EXERCISE:
Produce an exact copy of the lines from the line containing "Could you please point out the letter a" through the last line of the listing below, both ends included, and nothing else.
= = = = = = =
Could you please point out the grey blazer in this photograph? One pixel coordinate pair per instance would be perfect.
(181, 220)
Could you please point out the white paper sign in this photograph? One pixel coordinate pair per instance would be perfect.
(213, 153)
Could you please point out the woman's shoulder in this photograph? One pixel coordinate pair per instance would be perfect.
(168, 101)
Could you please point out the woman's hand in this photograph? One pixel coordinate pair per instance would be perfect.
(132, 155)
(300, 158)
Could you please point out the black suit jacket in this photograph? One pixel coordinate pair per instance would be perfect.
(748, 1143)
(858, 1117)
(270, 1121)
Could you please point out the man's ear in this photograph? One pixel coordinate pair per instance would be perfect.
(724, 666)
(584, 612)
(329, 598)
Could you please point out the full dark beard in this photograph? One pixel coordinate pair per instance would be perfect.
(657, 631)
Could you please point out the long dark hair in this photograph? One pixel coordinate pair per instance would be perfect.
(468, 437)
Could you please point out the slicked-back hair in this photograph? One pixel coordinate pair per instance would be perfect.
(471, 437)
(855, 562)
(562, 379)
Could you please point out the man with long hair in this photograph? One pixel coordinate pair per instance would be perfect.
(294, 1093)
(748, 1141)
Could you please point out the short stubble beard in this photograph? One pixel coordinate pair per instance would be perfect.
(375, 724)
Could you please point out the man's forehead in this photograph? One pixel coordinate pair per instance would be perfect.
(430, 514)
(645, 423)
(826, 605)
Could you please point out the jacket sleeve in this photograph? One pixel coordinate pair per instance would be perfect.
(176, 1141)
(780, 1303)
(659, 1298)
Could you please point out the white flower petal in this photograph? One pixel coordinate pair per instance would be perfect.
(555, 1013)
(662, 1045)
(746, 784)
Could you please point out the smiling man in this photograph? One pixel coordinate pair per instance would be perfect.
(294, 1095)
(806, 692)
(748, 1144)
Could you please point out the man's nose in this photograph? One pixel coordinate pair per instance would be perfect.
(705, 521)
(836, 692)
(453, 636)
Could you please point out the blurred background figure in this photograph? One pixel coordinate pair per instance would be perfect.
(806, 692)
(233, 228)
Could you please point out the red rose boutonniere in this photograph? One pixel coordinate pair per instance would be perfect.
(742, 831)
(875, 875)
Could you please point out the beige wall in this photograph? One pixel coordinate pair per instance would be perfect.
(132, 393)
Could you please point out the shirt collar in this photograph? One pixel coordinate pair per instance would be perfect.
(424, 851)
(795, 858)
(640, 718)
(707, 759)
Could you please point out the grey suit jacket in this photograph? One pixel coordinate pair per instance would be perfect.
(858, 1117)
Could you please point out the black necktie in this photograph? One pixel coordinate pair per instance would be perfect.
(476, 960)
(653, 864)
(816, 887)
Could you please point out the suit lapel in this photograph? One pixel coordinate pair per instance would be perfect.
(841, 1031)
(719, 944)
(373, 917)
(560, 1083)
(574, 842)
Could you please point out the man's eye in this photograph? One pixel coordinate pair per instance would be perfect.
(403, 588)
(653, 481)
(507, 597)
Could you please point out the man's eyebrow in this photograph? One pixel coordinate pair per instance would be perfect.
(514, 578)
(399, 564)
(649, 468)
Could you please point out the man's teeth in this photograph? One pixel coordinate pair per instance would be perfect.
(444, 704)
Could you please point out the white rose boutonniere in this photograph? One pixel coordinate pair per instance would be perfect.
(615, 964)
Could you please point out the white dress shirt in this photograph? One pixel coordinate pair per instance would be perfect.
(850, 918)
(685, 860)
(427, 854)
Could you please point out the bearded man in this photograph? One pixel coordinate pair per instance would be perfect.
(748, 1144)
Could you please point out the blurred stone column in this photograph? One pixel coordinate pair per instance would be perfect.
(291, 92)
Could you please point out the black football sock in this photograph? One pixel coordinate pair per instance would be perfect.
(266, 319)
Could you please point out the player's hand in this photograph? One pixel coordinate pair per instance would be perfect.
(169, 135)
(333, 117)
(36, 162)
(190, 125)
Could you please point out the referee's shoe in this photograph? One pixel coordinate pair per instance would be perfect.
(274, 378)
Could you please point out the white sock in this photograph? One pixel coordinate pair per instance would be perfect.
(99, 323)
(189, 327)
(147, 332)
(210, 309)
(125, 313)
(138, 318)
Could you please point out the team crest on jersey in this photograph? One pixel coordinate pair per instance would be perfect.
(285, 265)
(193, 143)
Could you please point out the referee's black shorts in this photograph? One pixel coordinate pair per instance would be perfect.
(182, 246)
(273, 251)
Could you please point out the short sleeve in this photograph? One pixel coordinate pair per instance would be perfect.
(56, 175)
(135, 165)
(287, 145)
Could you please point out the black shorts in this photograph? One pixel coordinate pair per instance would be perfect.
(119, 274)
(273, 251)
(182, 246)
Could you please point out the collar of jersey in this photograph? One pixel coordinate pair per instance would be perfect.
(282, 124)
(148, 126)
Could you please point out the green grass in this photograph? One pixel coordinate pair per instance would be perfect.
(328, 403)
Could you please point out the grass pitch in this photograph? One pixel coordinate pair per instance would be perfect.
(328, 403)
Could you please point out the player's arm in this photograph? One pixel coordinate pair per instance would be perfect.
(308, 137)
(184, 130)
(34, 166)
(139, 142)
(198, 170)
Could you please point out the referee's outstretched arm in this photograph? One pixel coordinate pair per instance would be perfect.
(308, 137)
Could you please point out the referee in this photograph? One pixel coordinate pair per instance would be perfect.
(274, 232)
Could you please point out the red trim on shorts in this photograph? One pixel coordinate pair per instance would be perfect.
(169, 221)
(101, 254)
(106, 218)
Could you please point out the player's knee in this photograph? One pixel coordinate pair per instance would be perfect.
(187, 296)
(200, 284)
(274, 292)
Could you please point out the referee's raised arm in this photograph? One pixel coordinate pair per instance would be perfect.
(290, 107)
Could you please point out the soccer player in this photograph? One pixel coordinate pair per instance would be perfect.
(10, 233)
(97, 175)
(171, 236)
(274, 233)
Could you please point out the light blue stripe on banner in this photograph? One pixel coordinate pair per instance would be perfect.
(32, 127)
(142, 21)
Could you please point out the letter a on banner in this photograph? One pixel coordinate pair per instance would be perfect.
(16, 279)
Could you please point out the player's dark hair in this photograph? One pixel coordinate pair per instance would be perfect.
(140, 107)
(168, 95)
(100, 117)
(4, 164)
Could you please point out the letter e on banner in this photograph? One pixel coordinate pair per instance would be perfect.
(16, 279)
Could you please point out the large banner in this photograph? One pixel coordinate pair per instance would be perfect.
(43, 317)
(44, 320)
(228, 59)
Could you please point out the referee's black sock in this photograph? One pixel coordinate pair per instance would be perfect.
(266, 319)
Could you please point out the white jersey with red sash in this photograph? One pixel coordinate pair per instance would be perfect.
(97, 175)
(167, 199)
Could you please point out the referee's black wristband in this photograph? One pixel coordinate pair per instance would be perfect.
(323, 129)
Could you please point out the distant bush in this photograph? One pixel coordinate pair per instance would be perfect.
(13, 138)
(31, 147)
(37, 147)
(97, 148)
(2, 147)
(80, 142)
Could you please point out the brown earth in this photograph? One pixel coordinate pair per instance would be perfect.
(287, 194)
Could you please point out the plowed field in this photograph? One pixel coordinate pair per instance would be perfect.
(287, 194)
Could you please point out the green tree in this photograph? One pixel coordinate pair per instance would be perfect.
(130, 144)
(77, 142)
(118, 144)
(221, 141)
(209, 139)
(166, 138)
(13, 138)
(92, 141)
= = = = = = =
SOLUTION:
Could you please point out the letter a on banner in this photograph? One pixel coordinate pair per instance would be perfect.
(16, 279)
Could you please point out the player's dark hair in this photograph? One pixel coordinate pair per instance would be perfect.
(140, 107)
(168, 95)
(100, 117)
(4, 164)
Could you please point out the letter e on banner in this photograph? One pixel coordinate pair per instance would be perfect.
(16, 279)
Could you please point out the large banner in this photograph? One pixel coordinate pair per instance would be perfect.
(43, 317)
(44, 320)
(228, 59)
Could you please point out the referee's black sock in this photograph? One pixel coordinate pair per instance would be perfect.
(266, 319)
Could you please point out the white jersey with red sash in this photograph? One pixel coordinate pair per instance would be perfect.
(97, 175)
(167, 199)
Could you please point out the referee's black wristband in this photograph? One pixel coordinate pair per instance would be perfect.
(323, 129)
Could you please point out the distant bush in this photograph? One pixel coordinate pair per instance would be perfect.
(13, 138)
(31, 147)
(37, 147)
(97, 148)
(2, 147)
(80, 142)
Could you please point out the brown earth in this photograph? One pixel coordinate pair per instance would be perfect.
(287, 194)
Could you please point out the plowed field in this photograph? One pixel coordinate pair per instance would be perfect.
(287, 194)
Could you please point out the green tree in this photograph? One pixel coordinate pair per instance would be perfect.
(130, 144)
(77, 142)
(118, 144)
(221, 141)
(209, 139)
(166, 138)
(13, 138)
(92, 141)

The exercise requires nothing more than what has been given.